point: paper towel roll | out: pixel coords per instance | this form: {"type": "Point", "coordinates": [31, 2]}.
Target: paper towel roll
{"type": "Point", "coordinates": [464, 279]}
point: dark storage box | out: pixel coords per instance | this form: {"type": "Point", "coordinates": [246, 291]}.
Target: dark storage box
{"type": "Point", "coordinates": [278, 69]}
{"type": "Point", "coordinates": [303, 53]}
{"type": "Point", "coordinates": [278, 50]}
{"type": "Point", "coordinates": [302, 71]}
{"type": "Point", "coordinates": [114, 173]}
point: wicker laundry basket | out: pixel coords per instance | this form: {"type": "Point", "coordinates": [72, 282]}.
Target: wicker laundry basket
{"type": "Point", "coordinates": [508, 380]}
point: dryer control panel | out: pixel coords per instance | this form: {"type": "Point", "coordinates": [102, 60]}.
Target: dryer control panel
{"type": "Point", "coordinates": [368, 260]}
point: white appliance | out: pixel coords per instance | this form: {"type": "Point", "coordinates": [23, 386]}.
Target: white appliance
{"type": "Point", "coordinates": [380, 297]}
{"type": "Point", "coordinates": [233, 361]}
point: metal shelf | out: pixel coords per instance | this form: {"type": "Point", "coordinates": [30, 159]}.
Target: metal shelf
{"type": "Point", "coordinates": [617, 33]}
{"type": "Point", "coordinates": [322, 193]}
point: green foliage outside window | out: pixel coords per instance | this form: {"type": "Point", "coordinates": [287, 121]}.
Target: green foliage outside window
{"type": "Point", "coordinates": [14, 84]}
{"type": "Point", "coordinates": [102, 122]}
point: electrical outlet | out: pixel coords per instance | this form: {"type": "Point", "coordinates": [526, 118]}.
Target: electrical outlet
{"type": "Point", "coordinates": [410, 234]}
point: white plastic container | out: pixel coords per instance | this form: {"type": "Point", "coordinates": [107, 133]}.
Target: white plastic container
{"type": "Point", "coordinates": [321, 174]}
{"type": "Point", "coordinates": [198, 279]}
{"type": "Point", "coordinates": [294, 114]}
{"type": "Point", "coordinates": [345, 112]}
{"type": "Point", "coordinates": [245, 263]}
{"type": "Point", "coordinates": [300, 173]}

## WHAT THE TASK REQUIRES
Print every record exactly, so that each word matches what is written above.

## ANSWER TO THIS EXERCISE
point: paper towel roll | out: pixel coords per instance | this form: {"type": "Point", "coordinates": [31, 2]}.
Target: paper towel roll
{"type": "Point", "coordinates": [464, 279]}
point: dark storage box | out: pixel coords per instance | this form: {"type": "Point", "coordinates": [246, 291]}.
Target: dark storage box
{"type": "Point", "coordinates": [278, 69]}
{"type": "Point", "coordinates": [303, 53]}
{"type": "Point", "coordinates": [278, 50]}
{"type": "Point", "coordinates": [302, 71]}
{"type": "Point", "coordinates": [114, 173]}
point: wicker laundry basket | out: pixel coords per instance | this form: {"type": "Point", "coordinates": [72, 282]}.
Target: wicker laundry basket
{"type": "Point", "coordinates": [508, 380]}
point: dryer control panel | out: pixel coords per instance | this form: {"type": "Point", "coordinates": [102, 60]}.
Target: dryer control panel
{"type": "Point", "coordinates": [368, 260]}
point: white appliance | out: pixel coords per instance | this form: {"type": "Point", "coordinates": [23, 386]}.
Target: white appliance
{"type": "Point", "coordinates": [380, 297]}
{"type": "Point", "coordinates": [233, 361]}
point: metal shelf | out: pixel coords per instance | this form: {"type": "Point", "coordinates": [30, 159]}.
Target: metal shelf
{"type": "Point", "coordinates": [617, 33]}
{"type": "Point", "coordinates": [322, 193]}
point: green foliage outside window | out: pixel coords per instance | this form: {"type": "Point", "coordinates": [287, 121]}.
Target: green foliage outside window
{"type": "Point", "coordinates": [14, 84]}
{"type": "Point", "coordinates": [102, 122]}
point: electrical outlet | out: pixel coords per instance | this form: {"type": "Point", "coordinates": [526, 118]}.
Target: electrical outlet
{"type": "Point", "coordinates": [410, 234]}
point: white plastic container | out: pixel coords per instance | this form: {"type": "Point", "coordinates": [107, 133]}.
Target: white plastic container
{"type": "Point", "coordinates": [321, 174]}
{"type": "Point", "coordinates": [198, 279]}
{"type": "Point", "coordinates": [294, 114]}
{"type": "Point", "coordinates": [345, 112]}
{"type": "Point", "coordinates": [245, 263]}
{"type": "Point", "coordinates": [300, 173]}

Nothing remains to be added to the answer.